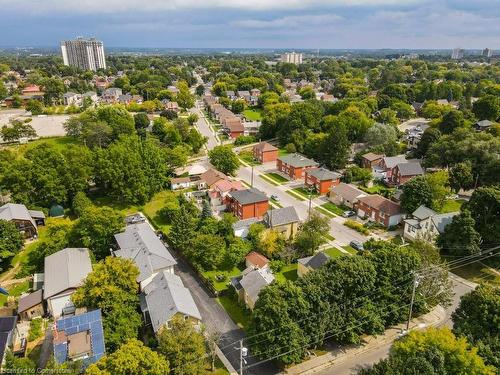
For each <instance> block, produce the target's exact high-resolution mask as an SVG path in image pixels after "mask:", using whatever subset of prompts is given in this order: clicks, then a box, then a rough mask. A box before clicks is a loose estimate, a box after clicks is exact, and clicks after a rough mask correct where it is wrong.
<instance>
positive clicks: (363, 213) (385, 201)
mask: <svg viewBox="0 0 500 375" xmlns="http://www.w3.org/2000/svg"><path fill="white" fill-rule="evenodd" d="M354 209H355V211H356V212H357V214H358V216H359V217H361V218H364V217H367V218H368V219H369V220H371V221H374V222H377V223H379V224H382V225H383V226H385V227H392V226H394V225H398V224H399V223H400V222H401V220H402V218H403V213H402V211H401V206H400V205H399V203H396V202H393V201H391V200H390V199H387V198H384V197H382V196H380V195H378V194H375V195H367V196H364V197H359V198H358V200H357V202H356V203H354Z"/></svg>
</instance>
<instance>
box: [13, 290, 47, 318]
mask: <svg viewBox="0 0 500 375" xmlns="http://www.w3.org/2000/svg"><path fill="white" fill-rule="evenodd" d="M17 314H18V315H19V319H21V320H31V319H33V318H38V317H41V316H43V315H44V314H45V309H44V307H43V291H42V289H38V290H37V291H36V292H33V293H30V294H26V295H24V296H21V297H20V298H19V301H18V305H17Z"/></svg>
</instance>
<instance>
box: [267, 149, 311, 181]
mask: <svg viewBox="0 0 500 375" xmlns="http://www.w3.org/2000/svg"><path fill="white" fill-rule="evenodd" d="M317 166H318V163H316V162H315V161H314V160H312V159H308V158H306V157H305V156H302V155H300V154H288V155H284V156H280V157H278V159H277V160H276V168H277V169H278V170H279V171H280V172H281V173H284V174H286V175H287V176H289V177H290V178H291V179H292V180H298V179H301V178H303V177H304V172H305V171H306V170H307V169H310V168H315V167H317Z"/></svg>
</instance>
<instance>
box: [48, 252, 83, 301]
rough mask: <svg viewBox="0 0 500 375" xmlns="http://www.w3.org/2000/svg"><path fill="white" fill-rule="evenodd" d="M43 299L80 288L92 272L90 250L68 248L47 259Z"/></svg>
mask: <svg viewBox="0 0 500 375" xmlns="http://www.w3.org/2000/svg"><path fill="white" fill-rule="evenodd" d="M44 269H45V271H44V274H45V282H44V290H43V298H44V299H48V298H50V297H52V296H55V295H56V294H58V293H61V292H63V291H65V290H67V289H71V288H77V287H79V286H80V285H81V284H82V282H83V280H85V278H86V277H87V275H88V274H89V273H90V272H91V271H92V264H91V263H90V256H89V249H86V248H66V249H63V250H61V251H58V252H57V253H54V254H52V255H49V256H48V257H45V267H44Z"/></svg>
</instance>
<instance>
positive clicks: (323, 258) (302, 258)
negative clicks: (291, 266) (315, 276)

* [TASK OBJECTIVE]:
Can you convert the entire listing above into a JSON list of strings, with one string for each line and blank lines omitted? Leave the pictures out.

* [ANSWER TO THE PROBLEM]:
[
  "For each <instance> block, produce the target's exact high-resolution mask as an SVG path in image pixels after \"mask:\", using whatever subset of prompts is given in this order: clicks, then a box, then a rough mask. A box before clicks is a loose estimate, a box after clicks is exact, and clicks after a rough mask correct where it is wrong.",
  "<instance>",
  "positive clicks: (363, 213) (385, 201)",
  "mask: <svg viewBox=\"0 0 500 375\" xmlns=\"http://www.w3.org/2000/svg\"><path fill=\"white\" fill-rule=\"evenodd\" d=\"M354 209H355V211H356V212H357V214H358V216H359V217H361V218H364V217H367V218H368V219H369V220H371V221H374V222H377V223H379V224H382V225H383V226H385V227H392V226H394V225H398V224H399V223H400V222H401V220H402V218H403V213H402V211H401V206H400V205H399V203H396V202H393V201H391V200H390V199H387V198H384V197H382V196H380V195H378V194H375V195H367V196H364V197H359V198H358V200H357V202H356V203H354Z\"/></svg>",
  "</instance>",
  "<instance>",
  "box: [13, 290, 47, 318]",
  "mask: <svg viewBox=\"0 0 500 375\" xmlns=\"http://www.w3.org/2000/svg\"><path fill=\"white\" fill-rule=\"evenodd\" d=\"M17 314H18V315H19V319H21V320H31V319H33V318H38V317H41V316H43V315H44V314H45V309H44V307H43V291H42V289H38V290H37V291H36V292H33V293H30V294H26V295H24V296H21V297H20V298H19V301H18V305H17Z\"/></svg>",
  "</instance>",
  "<instance>",
  "box: [267, 149, 311, 181]",
  "mask: <svg viewBox=\"0 0 500 375\" xmlns=\"http://www.w3.org/2000/svg\"><path fill=\"white\" fill-rule=\"evenodd\" d=\"M317 166H318V163H316V162H315V161H314V160H312V159H308V158H306V157H305V156H302V155H300V154H288V155H284V156H280V157H278V159H277V160H276V168H277V169H278V170H279V171H280V172H281V173H284V174H286V175H287V176H289V177H290V178H291V179H292V180H298V179H301V178H303V177H304V172H305V171H306V170H307V169H310V168H315V167H317Z\"/></svg>",
  "</instance>",
  "<instance>",
  "box: [48, 252, 83, 301]",
  "rough mask: <svg viewBox=\"0 0 500 375\" xmlns=\"http://www.w3.org/2000/svg\"><path fill=\"white\" fill-rule=\"evenodd\" d=\"M43 299L80 288L92 272L90 250L68 248L47 259Z\"/></svg>",
  "mask: <svg viewBox=\"0 0 500 375\" xmlns=\"http://www.w3.org/2000/svg\"><path fill=\"white\" fill-rule=\"evenodd\" d=\"M44 269H45V271H44V274H45V282H44V290H43V298H44V299H48V298H50V297H52V296H55V295H56V294H58V293H61V292H63V291H65V290H67V289H71V288H77V287H79V286H80V285H81V284H82V282H83V280H85V278H86V277H87V275H88V274H89V273H90V272H91V271H92V264H91V263H90V256H89V249H86V248H66V249H63V250H61V251H58V252H57V253H54V254H52V255H49V256H48V257H45V267H44Z\"/></svg>",
  "</instance>",
  "<instance>",
  "positive clicks: (323, 258) (302, 258)",
  "negative clicks: (291, 266) (315, 276)"
]